▸ **Work instruction 1**
In the text about Margaret C. Snyder, why did her mother's job playing piano for silent movies catch Snyder's attention?
▸ **Work instruction 2**
Transcribe the stretch of the Margaret C. Snyder text from "Due to the liberal" through "and Latin America.".

Due to the liberal Roman Catholic upbringing, Margaret C. Snyder was inspired to start a pioneering career at the United Nations, where she focused on creating the mechanisms for global development aid, which would include the millions of women in Asia, Africa, and Latin America.
This career did not lack the attention, and today, she is regarded as the ‘First Feminist’ of the United Nations. During her 20 years at the United Nations and more than 30 years as an informal adviser to the organization, she ran and created a series of programs that brought millions of dollars in loans, training, and equipment to women around the world, such as supplying mills to women in Burkina Faso, helping Kenyan woman to counter soil erosion by planting trees.
When she started working at the United Nations, she saw that most women there did secretarial work in the early 1970s. She promoted women even with the organization, under her influence, the situation changed. Dr. Snyder put young women on her staff, helped them advance in their home countries and at the United Nations; the prominent examples are the president of Malawi, Joyce Banda, and Liberia, Ellen Johnson.
Margaret was born on January 30, 1929, in New York. During the interview she mentioned, that her biggest influence was her parents; her dad was a doctor, while her mother taught German and Latin in a local high school. During the great depression, her father took in patients on welfare as he put New Deal posters in his home window. As for her mom, she was playing the piano for the silent movies during this time – she was earning 30 percent less than a man who was doing the same job; this was the first instance of gender segregation, which grab Dr. Snyder’s attention. Margaret was working in Syracuse during high school, and she was helping Black migrants, who were arriving from the South. She studied at the College of New Rochelle in Westchester Country, Snyder graduated in 1950, then she got a master’s degree in sociology from the Catholic University of America.
“There was a failure to realize that the most serious problems of development defy solution without the involvement of women.”
Dr. Snyder was working as the women’s dean at the Le Moyne College, and then she was picked to be a volunteer overseas. She got the offer and started working in Tanzania and Uganda. As a part of an effort known as “Kennedy Airlifts,” she managed to find funding for African students, and they attended college in the United States. Even though her contract ended as a volunteer, she stayed in Africa and helped them to govern the East African Studies program at Syracuse University. Five years later, she completed a Ph.D. in Sociology at the University of Dar es Salaam in Tanzania. This year, she joined the United Nations as a co-founder of the African Training and Research Center for Women. It was the first major program focused on improving economic opportunities for Women. In 1978 she returned to New York City, where she was trying to find funds for women.

▸ **Records shown**
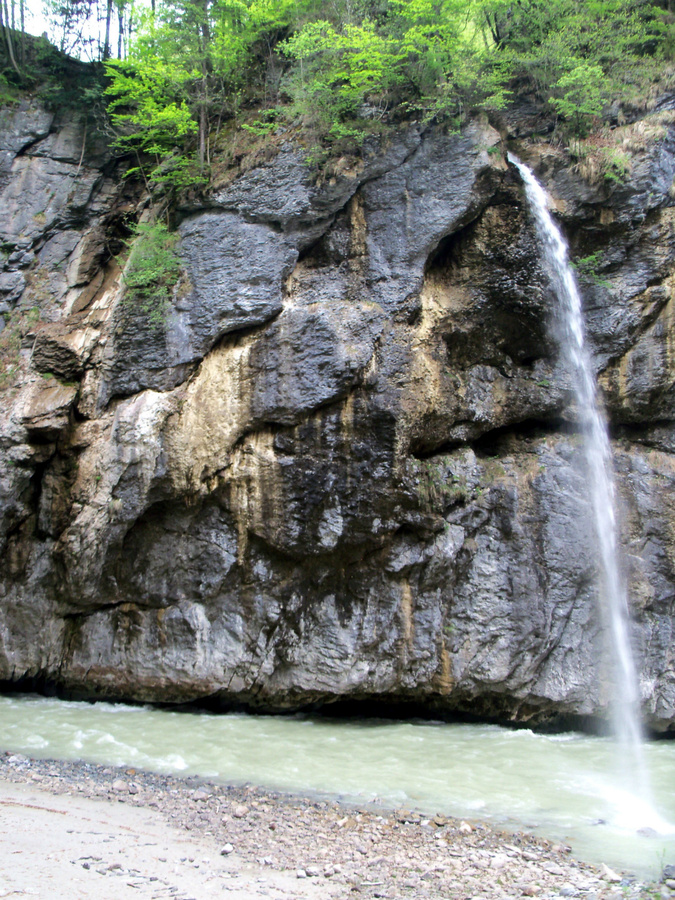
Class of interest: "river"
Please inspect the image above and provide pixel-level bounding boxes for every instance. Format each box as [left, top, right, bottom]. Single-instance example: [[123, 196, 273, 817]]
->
[[0, 694, 675, 877]]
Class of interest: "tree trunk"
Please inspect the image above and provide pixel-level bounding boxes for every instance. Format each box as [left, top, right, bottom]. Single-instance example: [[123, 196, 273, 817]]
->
[[117, 5, 124, 59], [103, 0, 112, 59], [0, 0, 21, 75]]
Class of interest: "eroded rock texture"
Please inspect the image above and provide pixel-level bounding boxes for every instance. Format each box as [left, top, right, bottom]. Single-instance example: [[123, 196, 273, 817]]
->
[[0, 98, 675, 730]]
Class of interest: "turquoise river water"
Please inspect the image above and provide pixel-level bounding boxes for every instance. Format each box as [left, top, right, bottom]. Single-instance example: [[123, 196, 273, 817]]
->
[[0, 695, 675, 877]]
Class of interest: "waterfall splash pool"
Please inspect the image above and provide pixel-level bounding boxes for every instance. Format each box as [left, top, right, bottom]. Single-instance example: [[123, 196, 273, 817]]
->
[[0, 694, 675, 877]]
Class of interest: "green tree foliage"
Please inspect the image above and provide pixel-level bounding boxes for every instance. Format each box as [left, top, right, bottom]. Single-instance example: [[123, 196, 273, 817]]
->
[[123, 222, 182, 327], [97, 0, 673, 190]]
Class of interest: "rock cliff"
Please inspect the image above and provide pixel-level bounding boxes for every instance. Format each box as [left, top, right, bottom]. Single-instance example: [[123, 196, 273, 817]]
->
[[0, 100, 675, 731]]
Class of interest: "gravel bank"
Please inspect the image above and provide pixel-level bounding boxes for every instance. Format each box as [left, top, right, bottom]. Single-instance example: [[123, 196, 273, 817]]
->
[[0, 754, 675, 900]]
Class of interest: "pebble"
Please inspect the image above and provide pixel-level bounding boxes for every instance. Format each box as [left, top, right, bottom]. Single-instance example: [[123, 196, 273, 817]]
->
[[600, 863, 621, 883], [0, 756, 664, 900]]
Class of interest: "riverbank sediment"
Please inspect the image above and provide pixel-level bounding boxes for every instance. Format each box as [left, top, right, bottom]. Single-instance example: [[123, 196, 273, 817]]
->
[[0, 753, 664, 900]]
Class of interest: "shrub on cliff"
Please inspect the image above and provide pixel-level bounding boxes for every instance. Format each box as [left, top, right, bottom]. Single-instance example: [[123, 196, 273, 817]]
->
[[96, 0, 673, 189]]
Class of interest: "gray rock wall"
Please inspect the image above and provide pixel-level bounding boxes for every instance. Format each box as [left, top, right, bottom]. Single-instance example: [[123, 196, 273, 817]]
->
[[0, 98, 675, 730]]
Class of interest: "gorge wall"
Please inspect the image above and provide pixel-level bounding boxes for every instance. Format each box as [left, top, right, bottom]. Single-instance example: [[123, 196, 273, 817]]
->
[[0, 98, 675, 731]]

▸ **Problem solution 1**
Her mother earned 30 percent less than a man doing the same job. This was the first instance of gender segregation that caught Snyder's attention.

▸ **Problem solution 2**
Due to the liberal Roman Catholic upbringing, Margaret C. Snyder was inspired to start a pioneering career at the United Nations, where she focused on creating the mechanisms for global development aid, which would include the millions of women in Asia, Africa, and Latin America.